**What is being asked**
Your answer should be only the lines below from the one with "Expected: for the toaster control" to the one with "Expected: for the lemon", repeated exactly, ends included.

[Dataset entries]
═══
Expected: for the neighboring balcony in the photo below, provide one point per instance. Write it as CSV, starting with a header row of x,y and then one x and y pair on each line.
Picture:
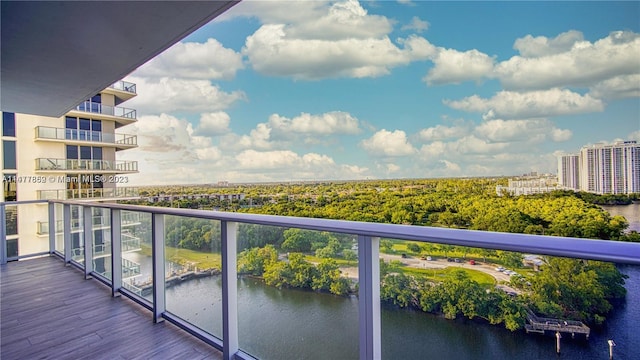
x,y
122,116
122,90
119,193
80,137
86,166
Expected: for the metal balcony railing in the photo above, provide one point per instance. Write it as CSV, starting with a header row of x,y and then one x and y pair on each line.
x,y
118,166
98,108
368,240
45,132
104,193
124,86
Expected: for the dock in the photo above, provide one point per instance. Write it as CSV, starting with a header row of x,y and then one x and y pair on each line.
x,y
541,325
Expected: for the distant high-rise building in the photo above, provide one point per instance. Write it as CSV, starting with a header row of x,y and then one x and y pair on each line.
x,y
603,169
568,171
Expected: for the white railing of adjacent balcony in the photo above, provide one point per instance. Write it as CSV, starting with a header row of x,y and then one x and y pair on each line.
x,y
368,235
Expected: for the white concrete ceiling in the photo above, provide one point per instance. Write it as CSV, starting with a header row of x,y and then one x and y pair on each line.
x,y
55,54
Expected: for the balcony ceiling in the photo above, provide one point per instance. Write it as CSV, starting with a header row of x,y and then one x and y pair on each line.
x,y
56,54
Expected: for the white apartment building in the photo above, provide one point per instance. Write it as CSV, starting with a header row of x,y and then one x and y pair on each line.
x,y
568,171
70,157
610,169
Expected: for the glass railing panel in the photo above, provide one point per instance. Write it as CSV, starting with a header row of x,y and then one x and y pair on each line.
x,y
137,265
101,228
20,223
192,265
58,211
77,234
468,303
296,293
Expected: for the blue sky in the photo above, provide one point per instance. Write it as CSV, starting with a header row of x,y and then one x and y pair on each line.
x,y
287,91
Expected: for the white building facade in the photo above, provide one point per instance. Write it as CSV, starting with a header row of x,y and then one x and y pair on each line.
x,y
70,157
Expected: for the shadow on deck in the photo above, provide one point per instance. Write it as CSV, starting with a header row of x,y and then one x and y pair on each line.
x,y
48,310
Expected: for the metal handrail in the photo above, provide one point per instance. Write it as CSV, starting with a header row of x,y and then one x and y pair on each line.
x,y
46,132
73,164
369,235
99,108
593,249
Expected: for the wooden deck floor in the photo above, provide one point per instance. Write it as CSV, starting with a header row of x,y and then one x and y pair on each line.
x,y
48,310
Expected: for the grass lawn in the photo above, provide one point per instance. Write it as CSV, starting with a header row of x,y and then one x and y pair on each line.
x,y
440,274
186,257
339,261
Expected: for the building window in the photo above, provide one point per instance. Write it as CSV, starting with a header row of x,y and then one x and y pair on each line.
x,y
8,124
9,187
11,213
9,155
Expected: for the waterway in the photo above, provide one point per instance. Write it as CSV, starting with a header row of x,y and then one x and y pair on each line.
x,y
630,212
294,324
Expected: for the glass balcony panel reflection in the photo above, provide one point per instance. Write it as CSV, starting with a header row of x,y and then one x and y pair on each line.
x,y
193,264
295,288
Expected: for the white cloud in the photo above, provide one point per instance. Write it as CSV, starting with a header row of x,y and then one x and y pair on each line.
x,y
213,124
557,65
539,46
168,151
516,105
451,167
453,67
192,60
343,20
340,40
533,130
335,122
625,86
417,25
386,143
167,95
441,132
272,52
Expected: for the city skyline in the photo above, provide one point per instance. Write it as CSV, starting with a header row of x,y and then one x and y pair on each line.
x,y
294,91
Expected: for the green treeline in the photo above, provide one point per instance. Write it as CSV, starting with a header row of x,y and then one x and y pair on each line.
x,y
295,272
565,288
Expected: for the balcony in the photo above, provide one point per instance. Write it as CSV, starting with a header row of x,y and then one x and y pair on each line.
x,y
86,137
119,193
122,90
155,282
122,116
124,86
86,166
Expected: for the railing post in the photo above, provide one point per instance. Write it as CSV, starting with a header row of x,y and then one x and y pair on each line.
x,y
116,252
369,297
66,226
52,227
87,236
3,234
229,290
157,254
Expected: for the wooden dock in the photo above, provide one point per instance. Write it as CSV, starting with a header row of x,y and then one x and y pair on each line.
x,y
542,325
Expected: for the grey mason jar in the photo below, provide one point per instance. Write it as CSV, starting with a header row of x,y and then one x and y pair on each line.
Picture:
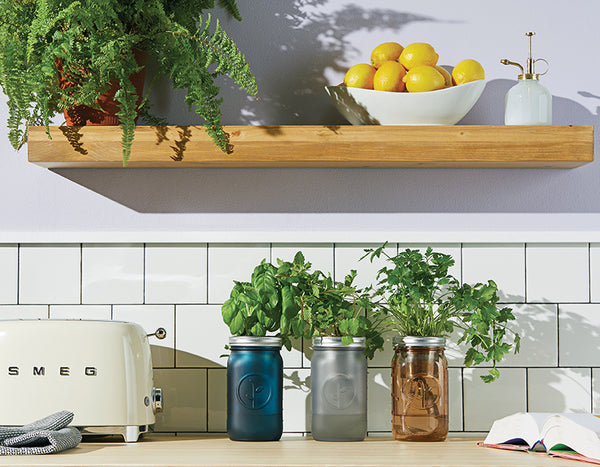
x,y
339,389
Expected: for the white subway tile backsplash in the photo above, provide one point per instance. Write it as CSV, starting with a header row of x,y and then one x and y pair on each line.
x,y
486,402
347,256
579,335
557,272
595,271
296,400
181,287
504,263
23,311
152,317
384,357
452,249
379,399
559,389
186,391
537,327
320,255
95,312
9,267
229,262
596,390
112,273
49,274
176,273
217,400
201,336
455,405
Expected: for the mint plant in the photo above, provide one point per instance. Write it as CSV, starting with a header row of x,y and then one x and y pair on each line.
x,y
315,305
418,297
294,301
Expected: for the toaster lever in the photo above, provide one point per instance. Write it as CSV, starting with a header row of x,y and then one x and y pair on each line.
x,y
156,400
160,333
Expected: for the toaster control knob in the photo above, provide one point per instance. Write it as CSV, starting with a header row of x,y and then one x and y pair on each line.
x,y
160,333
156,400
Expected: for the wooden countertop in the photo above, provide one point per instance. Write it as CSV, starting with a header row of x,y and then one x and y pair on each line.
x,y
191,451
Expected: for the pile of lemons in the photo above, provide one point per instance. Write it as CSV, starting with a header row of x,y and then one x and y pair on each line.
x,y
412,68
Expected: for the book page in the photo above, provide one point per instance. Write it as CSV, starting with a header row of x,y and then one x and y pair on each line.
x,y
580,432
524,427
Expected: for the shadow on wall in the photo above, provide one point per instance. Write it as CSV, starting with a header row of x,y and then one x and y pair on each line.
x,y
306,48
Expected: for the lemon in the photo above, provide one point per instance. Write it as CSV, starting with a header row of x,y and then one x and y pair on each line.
═══
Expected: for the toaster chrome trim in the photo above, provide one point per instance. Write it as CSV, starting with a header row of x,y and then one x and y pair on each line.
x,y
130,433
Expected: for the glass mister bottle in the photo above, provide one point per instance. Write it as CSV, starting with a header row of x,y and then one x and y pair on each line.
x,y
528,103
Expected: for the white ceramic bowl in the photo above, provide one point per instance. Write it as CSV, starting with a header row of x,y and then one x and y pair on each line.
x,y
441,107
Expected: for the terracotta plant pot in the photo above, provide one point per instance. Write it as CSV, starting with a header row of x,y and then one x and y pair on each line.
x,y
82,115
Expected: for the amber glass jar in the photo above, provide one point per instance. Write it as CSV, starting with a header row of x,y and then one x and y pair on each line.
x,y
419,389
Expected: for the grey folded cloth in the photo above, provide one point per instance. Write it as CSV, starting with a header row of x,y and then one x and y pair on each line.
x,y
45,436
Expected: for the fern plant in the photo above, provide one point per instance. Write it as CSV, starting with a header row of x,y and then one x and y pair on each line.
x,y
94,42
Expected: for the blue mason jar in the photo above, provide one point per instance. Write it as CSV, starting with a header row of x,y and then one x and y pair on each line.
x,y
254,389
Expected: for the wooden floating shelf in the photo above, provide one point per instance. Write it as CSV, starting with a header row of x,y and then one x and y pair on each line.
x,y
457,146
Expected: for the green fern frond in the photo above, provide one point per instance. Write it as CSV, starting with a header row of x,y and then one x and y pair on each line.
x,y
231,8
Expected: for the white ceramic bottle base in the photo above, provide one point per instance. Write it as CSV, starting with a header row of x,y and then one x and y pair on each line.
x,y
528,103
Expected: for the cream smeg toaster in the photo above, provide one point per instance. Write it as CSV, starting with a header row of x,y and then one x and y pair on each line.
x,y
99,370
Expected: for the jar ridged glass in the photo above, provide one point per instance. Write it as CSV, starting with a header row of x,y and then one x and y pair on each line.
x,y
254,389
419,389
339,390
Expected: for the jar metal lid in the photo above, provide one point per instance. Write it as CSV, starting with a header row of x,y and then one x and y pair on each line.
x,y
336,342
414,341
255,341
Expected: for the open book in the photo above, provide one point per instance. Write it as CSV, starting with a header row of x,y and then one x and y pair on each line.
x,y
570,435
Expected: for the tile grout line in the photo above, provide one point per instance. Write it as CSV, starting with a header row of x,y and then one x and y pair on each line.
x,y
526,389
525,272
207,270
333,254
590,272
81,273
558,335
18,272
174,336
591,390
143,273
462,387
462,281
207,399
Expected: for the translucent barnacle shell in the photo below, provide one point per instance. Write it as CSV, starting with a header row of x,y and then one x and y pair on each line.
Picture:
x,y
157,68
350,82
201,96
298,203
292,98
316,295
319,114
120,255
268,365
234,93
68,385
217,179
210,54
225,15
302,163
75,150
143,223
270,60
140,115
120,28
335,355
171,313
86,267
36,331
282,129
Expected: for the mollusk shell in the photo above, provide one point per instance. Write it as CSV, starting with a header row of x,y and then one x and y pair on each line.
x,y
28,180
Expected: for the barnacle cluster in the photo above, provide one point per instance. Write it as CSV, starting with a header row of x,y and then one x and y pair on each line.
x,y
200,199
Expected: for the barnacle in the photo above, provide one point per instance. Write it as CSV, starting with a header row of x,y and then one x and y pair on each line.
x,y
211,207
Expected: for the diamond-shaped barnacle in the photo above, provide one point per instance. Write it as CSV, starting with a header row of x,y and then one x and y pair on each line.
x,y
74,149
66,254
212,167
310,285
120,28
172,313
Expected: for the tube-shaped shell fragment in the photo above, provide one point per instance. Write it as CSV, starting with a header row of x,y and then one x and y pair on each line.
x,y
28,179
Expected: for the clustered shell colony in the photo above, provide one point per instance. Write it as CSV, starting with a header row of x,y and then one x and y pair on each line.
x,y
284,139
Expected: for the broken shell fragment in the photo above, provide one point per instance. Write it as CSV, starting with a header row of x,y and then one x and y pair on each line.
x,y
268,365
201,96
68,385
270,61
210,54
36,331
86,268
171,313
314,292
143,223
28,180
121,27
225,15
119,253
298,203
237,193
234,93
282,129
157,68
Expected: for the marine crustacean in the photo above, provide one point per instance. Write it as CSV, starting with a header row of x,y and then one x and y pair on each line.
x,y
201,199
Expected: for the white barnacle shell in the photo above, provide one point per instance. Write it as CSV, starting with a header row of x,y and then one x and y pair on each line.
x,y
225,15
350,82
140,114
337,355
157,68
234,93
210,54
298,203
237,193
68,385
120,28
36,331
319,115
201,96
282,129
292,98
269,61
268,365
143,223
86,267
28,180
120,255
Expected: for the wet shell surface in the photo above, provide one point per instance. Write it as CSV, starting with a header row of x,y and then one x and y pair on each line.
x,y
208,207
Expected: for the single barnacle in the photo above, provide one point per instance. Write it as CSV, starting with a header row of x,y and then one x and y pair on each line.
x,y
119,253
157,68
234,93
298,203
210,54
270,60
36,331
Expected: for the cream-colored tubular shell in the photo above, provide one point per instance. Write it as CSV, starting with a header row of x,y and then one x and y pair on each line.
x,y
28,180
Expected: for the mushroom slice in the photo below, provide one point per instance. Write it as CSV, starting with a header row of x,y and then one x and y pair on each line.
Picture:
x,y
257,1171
═══
**Task response**
Expected: for the toaster control knob in the photo above, provide one point per instance. Write it as CSV, starting with a header row of x,y and then one x and y pair on each line.
x,y
160,333
156,400
Expected: for the wooden countertop in the photo above, provide one point per instance. Write it as CSV, starting with a header row of x,y and then one x and y pair on each line.
x,y
191,451
Expected: for the pile of lemons in the photo above, provide one point per instance. Write it as CSV, starting with a header row of x,y and then one x and y pair on each line.
x,y
412,68
Expected: for the book page in the photo above, provide one point per instance. Write it as CSV, starting with a header row of x,y and then one x and y pair on each line.
x,y
580,432
524,427
Expected: for the shadow on wall in the photo above, provide one point per instance. Write it as CSV, starting with a header row of x,y and then one x and y pair on each line.
x,y
306,48
Expected: for the lemon in the photo above, provide one point per instance. Write it as CSV, starting with a header row of x,y and then one x and y pair on each line.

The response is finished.